[Set exercise a] In the excerpt on the G-test, list every symbol defined in the sentence that introduces the G statistic, with what each stands for.

[Text shown]
>> begin
If we now sample another *m* events as $W2$, and play these into the tree, we get another set of events $E_{W2}$, $|E_{W2}| = |E_{W1}| = |W1| = |W2| = m$.

The hypothesis is that if $W1$ and $W2$ are drawn from the same distribution, then $E_{W2}$ and $E_{W1}$ should be similar, as data from an unchanged distribution should cause minimal structural changes in the tree.

We can model these events with a multinomial distribution of parameters $p$ and $k$.

\begin{align}
\frac{n!}{x_1!, ..., x_k!} p_{1}^{x_1},...,p_{k}^{x_k}
\end{align}

Taking the empirical $p$ and $k$ from $E_{W1}$, we can assess the log-likelihood of the data from $E_{W2}$ with respect to these parameters.

The multinomial distribution offers a simplification of the log-likelihood ratio, the G-test.

With $m$ as the sample size, $E_i$ as the expected count of event type $i$, and $O_i$ as the observed count of event type $i$, the G statistic is given by

\begin{align}
G = -2\sum^{m}_{i=1}O_i\ln\left(\frac{E_i}{O_i}\right)
>> end
[Dataset records]
>> begin
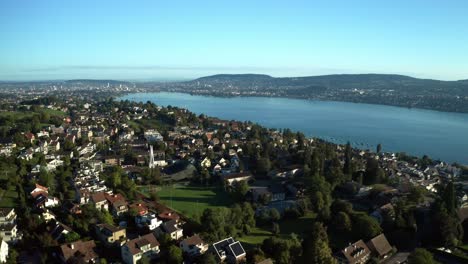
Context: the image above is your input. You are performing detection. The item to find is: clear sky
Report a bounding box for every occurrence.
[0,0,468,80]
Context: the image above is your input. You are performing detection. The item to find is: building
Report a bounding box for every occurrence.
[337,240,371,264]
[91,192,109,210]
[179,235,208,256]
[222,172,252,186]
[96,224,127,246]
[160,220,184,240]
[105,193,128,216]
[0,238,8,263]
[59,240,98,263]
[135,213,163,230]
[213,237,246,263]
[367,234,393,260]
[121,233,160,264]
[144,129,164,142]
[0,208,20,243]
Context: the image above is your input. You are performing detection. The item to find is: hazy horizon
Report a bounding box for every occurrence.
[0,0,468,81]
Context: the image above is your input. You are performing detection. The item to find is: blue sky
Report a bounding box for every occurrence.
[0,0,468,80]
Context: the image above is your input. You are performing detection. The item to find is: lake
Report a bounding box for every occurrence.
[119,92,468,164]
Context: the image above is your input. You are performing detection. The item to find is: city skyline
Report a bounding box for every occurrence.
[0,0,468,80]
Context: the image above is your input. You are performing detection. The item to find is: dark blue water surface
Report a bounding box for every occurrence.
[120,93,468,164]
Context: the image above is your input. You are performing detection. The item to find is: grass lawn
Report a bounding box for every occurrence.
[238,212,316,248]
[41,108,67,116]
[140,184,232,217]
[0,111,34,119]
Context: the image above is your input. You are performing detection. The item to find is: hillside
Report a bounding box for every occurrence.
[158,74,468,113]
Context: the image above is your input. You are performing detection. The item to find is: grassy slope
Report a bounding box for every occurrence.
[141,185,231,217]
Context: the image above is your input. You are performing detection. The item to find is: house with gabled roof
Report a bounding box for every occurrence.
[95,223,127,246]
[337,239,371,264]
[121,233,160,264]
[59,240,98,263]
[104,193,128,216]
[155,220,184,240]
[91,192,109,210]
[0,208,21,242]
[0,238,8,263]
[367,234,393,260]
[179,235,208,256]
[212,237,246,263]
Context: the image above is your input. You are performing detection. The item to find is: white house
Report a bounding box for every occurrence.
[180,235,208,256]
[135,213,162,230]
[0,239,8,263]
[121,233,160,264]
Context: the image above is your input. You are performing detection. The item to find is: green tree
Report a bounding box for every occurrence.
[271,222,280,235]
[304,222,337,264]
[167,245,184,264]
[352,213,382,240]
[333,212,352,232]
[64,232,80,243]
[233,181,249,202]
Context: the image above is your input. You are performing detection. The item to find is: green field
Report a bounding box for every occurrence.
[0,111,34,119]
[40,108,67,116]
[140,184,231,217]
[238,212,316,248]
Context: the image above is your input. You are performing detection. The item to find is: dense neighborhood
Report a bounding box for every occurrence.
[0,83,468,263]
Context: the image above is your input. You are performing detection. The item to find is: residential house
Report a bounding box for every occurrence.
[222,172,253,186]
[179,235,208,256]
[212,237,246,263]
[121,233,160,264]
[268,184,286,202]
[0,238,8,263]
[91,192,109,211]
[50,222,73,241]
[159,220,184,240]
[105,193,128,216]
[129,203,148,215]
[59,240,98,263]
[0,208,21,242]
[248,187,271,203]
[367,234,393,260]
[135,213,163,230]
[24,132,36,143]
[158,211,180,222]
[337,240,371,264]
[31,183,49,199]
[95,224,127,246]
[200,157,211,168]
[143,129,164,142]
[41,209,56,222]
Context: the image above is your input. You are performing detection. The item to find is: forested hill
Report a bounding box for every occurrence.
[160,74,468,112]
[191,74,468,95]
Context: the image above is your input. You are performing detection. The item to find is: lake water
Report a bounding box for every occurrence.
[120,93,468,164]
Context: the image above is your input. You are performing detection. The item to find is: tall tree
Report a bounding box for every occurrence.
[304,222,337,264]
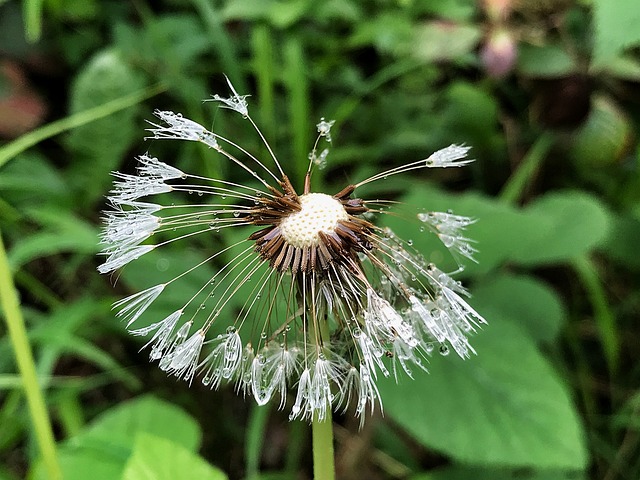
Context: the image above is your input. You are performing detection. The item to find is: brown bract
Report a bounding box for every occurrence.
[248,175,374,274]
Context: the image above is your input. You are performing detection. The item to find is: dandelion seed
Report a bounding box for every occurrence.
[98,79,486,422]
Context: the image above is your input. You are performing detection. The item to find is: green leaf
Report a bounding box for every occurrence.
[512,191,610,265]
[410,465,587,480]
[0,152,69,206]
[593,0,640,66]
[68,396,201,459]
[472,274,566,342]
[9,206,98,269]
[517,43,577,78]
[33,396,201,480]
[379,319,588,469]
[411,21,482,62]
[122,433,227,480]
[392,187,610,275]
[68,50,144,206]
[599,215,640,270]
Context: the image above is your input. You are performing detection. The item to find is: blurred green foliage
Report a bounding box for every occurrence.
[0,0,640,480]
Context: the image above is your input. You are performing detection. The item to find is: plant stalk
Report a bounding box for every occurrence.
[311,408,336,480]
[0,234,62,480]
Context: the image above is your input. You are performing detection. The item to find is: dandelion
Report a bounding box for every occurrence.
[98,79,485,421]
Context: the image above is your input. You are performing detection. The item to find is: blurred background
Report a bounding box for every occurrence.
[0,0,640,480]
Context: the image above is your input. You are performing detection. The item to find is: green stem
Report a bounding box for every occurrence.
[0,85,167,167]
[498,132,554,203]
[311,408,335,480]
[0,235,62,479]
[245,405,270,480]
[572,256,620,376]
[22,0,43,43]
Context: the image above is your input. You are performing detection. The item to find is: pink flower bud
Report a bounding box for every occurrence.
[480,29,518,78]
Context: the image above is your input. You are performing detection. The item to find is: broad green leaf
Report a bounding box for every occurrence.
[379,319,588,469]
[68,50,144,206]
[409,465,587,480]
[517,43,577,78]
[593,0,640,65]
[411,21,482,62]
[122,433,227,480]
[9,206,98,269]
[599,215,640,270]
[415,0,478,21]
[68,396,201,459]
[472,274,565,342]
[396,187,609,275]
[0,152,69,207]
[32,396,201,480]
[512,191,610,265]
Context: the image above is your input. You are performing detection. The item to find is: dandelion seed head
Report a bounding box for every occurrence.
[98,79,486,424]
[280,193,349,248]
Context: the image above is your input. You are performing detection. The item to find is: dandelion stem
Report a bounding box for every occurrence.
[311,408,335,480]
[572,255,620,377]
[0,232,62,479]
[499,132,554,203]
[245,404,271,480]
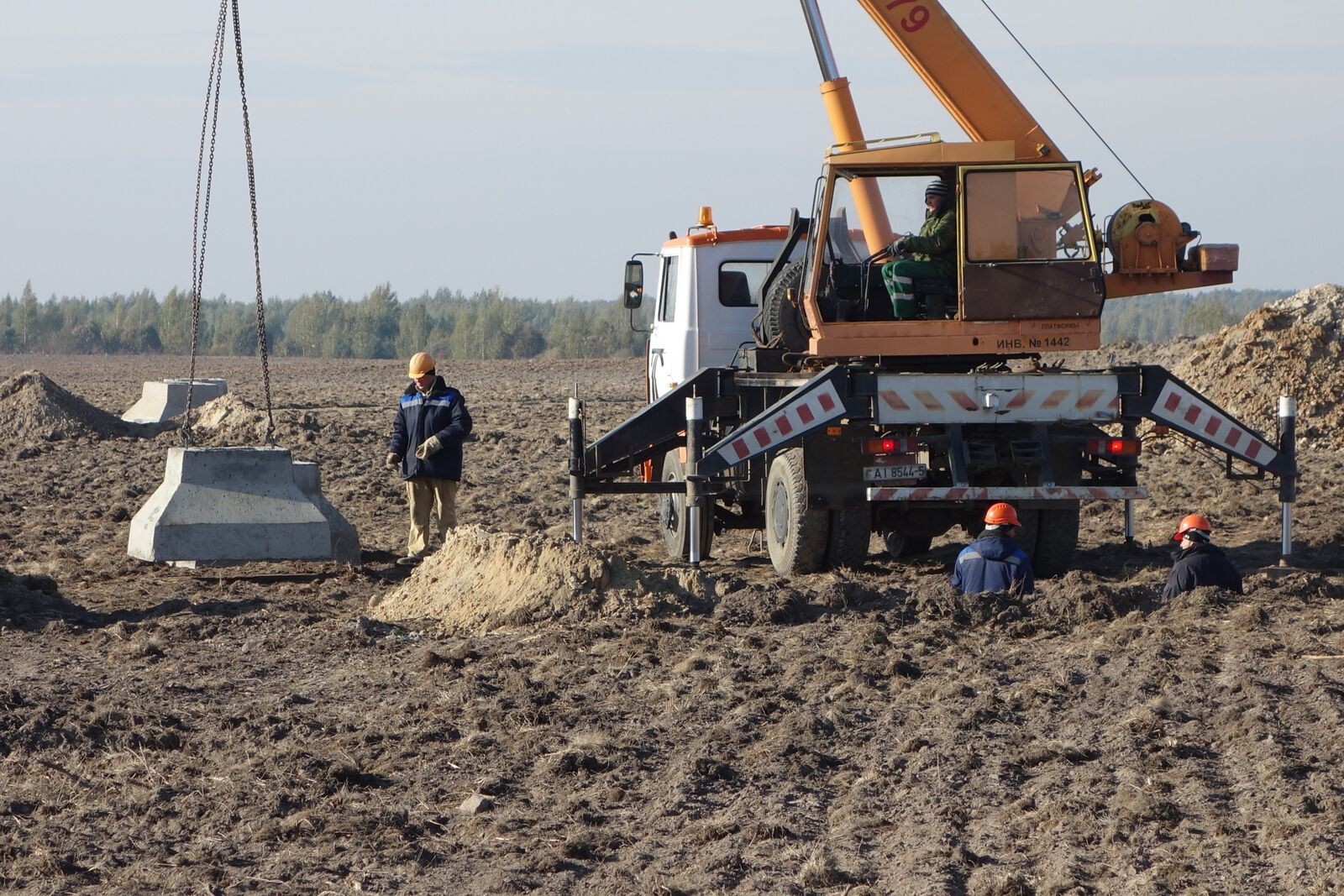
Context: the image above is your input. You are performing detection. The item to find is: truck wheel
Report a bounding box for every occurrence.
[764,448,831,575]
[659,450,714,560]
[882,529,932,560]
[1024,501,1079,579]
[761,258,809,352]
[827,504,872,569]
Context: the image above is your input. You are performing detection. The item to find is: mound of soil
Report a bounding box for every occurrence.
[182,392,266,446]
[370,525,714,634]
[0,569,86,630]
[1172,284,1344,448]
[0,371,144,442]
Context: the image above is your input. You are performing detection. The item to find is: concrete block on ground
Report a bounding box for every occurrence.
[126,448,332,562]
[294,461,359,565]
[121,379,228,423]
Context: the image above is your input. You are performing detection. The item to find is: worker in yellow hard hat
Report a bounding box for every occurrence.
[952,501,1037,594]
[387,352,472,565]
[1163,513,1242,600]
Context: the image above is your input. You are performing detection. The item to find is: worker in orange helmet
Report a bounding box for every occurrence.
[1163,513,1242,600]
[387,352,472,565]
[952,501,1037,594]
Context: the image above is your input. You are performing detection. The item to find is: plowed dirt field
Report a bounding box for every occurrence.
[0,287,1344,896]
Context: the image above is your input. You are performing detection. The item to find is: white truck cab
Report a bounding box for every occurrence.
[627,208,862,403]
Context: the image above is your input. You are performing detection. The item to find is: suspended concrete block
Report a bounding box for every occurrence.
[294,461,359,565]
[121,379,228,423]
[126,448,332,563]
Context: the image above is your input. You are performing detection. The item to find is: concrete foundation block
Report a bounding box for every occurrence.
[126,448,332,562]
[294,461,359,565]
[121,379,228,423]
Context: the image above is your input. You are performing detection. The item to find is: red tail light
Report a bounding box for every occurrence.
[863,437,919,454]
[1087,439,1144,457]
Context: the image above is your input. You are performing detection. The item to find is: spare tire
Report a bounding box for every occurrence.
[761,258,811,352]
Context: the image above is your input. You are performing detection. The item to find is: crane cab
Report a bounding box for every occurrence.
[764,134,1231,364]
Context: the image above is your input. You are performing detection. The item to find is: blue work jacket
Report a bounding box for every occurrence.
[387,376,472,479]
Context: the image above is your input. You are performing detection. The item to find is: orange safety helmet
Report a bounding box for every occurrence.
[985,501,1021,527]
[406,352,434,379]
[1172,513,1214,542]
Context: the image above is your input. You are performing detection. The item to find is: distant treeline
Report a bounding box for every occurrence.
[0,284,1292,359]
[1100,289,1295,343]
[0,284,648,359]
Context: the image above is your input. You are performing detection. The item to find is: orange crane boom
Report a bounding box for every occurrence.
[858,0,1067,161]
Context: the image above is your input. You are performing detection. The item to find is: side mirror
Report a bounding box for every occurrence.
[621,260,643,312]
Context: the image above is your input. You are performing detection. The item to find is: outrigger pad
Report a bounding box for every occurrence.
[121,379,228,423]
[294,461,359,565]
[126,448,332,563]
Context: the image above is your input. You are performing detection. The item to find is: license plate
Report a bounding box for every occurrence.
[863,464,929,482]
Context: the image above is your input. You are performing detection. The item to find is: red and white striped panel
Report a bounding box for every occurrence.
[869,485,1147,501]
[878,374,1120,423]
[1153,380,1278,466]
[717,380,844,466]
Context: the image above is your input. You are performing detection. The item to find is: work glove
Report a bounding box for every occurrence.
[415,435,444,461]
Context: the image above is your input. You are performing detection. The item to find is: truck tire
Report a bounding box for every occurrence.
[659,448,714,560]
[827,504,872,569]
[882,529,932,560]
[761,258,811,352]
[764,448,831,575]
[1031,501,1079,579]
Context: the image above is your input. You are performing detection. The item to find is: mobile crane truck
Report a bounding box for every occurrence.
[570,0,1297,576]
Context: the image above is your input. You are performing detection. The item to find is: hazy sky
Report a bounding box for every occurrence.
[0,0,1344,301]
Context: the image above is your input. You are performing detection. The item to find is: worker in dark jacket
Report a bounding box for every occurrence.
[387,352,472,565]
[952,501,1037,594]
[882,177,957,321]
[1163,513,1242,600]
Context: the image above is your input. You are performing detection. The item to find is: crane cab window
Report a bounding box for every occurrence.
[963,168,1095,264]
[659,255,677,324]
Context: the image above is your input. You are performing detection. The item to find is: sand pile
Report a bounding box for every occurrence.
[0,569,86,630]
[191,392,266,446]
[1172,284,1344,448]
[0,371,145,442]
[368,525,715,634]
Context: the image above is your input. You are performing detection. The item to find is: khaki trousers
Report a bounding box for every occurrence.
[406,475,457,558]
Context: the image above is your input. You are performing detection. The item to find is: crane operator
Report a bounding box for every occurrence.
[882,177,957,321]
>> end
[Set exercise b] From the rows, copy the part that opens with the line containing "white truck cab" and closes with the line containing "[627,208,862,403]", including both of those lines.

[Exercise solution a]
- $m$: the sample size
- $E_i$: the expected count of event type $i$
- $O_i$: the observed count of event type $i$

[Exercise solution b]
Context: the image above is your input. You are performing detection. The item to find is: white truck cab
Report a bounding box for every occurrence.
[627,208,862,403]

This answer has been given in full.